Please write what comes next in the passage below about Hoke Moseley in "Sideswipe," picking up after its last sentence.

> [Text under study]:

=== Begin Enclosure ===

That odd lookout stands out quite clearly in “Sideswipe” which begins with Hoke having a nervous breakdown from dealing with too many cold cases, caring for his two teenage daughters who his ex-wife had shipped to him on the greyhound bus when she married a professional ballplayer who was not interested in having her kids around, and watching over his partner, Ellita Sanchez, who is on maternity leave and living with him and his daughters in a suburban house he managed to borrow from a possible murderess since he needed a stable homestead. This fine day Hoke wakes up, gets the paper, sits in his chair on the back patio, and does not get up or say a word for hours. When he is shipped off to Singer Island where his father, Frank Moseley lives with second wife Helen, Hoke decides maybe he has had enough of everything and wants to simplify his life. He decides he is never leaving the little barrier island, that he will buy two sets of coveralls, and not get a telephone. Simplify. Simplify. Simplify.

=== End Enclosure ===

> [Given data]:
=== Begin Enclosure ===

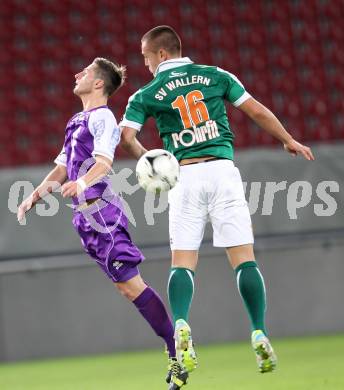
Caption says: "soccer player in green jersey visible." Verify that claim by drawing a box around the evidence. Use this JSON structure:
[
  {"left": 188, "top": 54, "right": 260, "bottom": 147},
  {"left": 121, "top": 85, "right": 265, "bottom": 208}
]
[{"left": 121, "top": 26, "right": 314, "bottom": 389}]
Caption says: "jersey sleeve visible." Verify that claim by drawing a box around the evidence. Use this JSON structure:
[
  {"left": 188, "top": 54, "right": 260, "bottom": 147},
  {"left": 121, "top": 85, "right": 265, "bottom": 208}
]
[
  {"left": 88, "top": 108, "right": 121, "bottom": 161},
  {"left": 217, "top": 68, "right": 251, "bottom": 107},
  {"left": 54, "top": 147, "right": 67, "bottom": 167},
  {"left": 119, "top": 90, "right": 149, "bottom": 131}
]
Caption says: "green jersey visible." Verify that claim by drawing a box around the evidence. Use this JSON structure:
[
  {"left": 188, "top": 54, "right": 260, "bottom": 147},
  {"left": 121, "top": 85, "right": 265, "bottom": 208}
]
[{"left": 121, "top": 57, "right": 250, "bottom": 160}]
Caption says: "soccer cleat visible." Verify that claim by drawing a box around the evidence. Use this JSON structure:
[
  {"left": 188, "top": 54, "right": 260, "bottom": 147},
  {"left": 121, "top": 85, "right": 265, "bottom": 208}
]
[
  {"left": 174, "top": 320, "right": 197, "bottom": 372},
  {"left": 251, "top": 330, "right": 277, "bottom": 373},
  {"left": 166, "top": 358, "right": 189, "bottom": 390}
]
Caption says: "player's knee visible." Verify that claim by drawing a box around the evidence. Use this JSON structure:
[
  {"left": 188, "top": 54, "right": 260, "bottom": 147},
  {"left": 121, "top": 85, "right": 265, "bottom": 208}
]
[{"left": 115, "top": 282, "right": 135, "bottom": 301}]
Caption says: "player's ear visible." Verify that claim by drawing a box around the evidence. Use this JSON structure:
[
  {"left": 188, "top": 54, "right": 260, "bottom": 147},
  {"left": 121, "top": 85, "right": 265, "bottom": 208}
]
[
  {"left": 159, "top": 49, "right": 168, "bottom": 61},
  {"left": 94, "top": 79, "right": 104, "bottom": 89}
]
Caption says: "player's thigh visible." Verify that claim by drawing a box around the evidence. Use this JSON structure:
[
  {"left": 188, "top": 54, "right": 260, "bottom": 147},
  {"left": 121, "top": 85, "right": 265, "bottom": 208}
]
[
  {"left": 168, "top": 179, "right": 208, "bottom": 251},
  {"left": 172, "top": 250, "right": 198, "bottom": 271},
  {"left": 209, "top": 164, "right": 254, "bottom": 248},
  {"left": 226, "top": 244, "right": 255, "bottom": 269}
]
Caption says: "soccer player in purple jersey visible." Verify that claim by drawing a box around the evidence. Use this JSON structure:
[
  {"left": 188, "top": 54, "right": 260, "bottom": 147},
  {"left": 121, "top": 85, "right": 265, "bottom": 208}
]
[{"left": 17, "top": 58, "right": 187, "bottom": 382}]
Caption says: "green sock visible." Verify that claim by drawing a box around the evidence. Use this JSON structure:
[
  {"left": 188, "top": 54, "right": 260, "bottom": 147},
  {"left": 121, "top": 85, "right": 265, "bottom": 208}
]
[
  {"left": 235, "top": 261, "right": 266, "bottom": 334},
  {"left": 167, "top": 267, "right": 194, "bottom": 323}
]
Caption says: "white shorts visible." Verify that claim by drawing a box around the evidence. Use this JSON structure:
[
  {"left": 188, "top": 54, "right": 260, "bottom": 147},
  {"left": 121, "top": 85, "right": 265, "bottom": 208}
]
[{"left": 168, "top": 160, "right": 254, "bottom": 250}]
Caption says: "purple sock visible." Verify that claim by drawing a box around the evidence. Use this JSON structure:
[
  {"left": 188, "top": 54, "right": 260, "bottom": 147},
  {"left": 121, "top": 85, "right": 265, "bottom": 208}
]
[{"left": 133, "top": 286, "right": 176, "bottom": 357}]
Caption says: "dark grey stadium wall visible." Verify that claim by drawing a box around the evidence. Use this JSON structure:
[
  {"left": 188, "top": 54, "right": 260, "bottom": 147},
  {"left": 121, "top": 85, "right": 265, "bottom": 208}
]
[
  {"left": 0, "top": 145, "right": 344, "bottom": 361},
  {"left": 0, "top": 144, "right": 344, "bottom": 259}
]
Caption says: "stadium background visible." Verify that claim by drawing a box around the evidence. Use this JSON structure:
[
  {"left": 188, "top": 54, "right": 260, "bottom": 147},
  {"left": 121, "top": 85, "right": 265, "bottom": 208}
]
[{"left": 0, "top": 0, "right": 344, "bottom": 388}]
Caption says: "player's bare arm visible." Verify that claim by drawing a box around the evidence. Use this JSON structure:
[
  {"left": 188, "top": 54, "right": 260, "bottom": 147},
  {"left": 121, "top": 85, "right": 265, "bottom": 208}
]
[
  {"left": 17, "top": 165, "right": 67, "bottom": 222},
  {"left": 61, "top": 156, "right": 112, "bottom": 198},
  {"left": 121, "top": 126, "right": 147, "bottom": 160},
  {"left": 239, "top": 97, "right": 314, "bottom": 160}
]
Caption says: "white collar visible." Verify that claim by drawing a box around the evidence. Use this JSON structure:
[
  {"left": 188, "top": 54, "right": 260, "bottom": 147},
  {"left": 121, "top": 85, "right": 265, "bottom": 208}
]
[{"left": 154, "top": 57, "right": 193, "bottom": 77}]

=== End Enclosure ===

> [Exercise output]:
Willeford though offers us a parallel narrative with one Stanley Sinkiewicz in Riviera Beach, Florida, who had retired from the Ford Motor Plant’s assembly line where he hand-painted with a steady hand a stripe on the side of each car because a machine-ruled line lacked the raciness a hand-drawn line gives to a finished automobile. Maya, his wife, missed the cold slushy Detroit winters and her friends and family. Stanley just wanted to live his simple life on his pension and social security. But, unlike Hoke who rode the night train to simple life, Stanley’s life is about to turn upside down as he is unjustly accused of child molestation, makes pals with his cell mate until the complaint is withdrawn, and when his former cellmate who just happens to be a psychopathic killer, shows up at his now-bachelor pad in Florida, Stanley decides he will join in whatever his buddy Troy Louden is doing. That includes sending a threatening note to the guy Troy held up when he was hitchiking and joining Troy’s little quirky crime family which consists of Troy, a Barbadan painter, and a woman with a body that drew favorable looks from every man but a face destroyed so bad plastic surgery could never fix. It is an odd story about how Stanley, having no one else who seemed to care about him now that Maya had left him, throws in with this odd assortment of losers and psychopaths and plays his part in a violent affair that in retrospect seems a bit ill-planned and off-kilter.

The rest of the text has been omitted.